-------- Texto proporcionado --------

La condición para permanecer en el amor de Dios es conocer su voluntad y cumplirla: «Si guardáis mis mandamientos, permaneceréis en mi amor» (Jn 15, 10) –dice el Señor–. El mismo Jesús se pone como modelo nuestro: «Lo mismo que yo he guardado los mandamientos de mi Padre y permanezco en su amor» (Jn 15, 10).
2. San Juan de Ávila, maestro de espiritualidad sacerdotal, en su Tratado del sacerdocio y en sus Tratados de reforma o memoriales a los concilios, recuerda la importancia de la formación, de la oración y de las obligaciones pastorales de los sacerdotes.
En esta festividad de san Juan de Ávila acogemos hoy a tres seminaristas, Daniel, Fernando y Fran, mediante el Rito de Admisión al sacerdocio. En la época de Juan de Ávila los colegios o seminarios nacientes son presbiterios en gestación, que ponen la primera piedra del proceso formativo como camino hacia la ordenación. Hoy acogemos a unos seminaristas y los admitimos para la ordenación sacerdotal; pero no van a recibir el orden sacerdotal o algún ministerio.
Seminario y presbiterio se necesitan y se ayudan mutuamente. El seminarista se prepara para formar parte del presbiterio, en un proceso de continuidad. Lógicamente la pertenencia al presbiterio y su integración tiene una modalidad distinta a la pertenencia al seminario.
3. El magisterio de la Iglesia anima a la formación permanente y a una cierta vida común de los presbíteros (cf. Concilio Vaticano II, Christus Dominus, 30; Presbyterorum ordinis, 8; Código de Derecho Canónico, c. 550, § 2; Juan Pablo II, Pastores dabo vobis, 74; 81). En el seminario hay una cierta vida común; pero esta experiencia puede quedar congelada, si después el sacerdote antepone su autonomía y su independencia, no solo en lo personal, sino también en lo pastoral.
¡Queridos seminaristas, vivid vuestra formación y preparación al sacerdocio como respuesta fiel a la llamada del Señor! ¡Queridos sacerdotes, acoged como verdaderos hermanos a los nuevos miembros, que se vayan integrando en el presbiterio! Y dejad que lo renueven como savia nueva. Es como una simbiosis: el presbiterio es como el vino añejo, que acoge el vino nuevo y lo va transformando. Pero el vino nuevo también aporta novedad y renovación al presbiterio. No podemos prescindir ni del uno ni del otro; ni de lo nuevo, porque el Espíritu renueva, ni de lo añejo, porque es bueno y tiene calidad y solera.
4. Además del ambiente fraterno, el Señor nos habla de la alegría como fruto de la presencia del Resucitado y expresión de la fraternidad: «Os he hablado de esto para que mi alegría esté en vosotros, y vuestra alegría llegue a plenitud» (Jn 15, 11). Jesús mismo «se llenó de alegría en el Espíritu Santo» (Lc 10,21).
El sacerdote, que vive con gozo su ministerio, es reflejo de la alegría que nos ofrece Jesucristo; y su ministerio es estímulo para nuevas vocaciones.
Los jóvenes necesitan modelos de creyentes alegres. El papa Francisco nos invita constantemente a la alegría; la exhortación Evangelii gaudium es una buena muestra de ello.

-------- Material mostrado --------

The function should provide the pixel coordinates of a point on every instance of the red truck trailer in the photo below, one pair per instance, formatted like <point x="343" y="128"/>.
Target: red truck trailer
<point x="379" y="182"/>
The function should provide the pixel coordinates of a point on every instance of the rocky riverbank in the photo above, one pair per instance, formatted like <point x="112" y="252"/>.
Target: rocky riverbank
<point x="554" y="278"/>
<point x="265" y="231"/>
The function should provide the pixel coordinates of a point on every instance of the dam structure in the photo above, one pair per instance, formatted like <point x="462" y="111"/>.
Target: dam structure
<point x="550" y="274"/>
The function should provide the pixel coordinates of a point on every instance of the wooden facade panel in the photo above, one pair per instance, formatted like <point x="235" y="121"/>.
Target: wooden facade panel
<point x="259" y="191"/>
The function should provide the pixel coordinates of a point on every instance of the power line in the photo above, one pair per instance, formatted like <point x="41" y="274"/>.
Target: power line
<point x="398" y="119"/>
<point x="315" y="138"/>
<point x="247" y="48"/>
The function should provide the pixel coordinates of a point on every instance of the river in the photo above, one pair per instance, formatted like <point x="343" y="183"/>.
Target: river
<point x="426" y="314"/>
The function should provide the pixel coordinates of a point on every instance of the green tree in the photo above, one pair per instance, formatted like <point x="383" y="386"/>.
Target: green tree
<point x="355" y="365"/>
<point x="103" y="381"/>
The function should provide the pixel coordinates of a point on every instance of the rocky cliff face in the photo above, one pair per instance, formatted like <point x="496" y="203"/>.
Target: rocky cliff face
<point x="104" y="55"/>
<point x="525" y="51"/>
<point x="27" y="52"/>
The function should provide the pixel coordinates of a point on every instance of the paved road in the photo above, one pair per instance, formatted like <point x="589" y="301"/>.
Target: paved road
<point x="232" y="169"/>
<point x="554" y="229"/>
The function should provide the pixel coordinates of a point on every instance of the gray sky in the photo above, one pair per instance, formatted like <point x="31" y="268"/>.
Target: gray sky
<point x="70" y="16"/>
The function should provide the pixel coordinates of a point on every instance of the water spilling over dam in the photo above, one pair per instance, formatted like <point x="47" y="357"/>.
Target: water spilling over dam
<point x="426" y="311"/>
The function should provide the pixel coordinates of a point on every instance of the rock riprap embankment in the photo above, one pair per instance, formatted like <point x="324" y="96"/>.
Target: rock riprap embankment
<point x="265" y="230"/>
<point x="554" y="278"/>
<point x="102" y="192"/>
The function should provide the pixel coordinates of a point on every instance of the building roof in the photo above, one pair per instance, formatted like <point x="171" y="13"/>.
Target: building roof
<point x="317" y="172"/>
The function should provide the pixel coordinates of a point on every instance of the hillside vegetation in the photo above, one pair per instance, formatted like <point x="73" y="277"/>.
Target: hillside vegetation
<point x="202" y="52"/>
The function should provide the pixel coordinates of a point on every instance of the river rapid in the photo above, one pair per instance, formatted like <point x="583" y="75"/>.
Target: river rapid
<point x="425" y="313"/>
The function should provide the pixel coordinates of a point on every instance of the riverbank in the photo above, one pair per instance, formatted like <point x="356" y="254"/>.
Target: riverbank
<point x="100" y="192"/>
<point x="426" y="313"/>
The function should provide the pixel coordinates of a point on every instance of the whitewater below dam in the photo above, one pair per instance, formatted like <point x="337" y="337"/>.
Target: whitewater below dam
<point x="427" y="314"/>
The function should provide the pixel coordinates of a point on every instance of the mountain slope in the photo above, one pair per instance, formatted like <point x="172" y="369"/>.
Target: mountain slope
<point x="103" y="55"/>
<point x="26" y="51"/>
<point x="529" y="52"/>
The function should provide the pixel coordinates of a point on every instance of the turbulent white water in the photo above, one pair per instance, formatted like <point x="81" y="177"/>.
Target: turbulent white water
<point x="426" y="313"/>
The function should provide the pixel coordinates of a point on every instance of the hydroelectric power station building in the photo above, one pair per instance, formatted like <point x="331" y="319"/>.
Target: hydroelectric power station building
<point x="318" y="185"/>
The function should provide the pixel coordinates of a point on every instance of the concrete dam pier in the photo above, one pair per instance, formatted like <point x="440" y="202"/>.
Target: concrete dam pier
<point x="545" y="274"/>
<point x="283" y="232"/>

--------

:: Conjunto de tareas ::
1. En el texto sobre san Juan de Ávila, ¿a qué se compara el presbiterio?
2. ¿Cómo se traduce al inglés la oración «Seminario y presbiterio se necesitan y se ayudan mutuamente.», tomada del texto sobre san Juan de Ávila?

:: Soluciones de tareas ::
1. Al vino añejo, que acoge el vino nuevo y lo va transformando.

2. The seminary and the presbyterate need each other and help each other.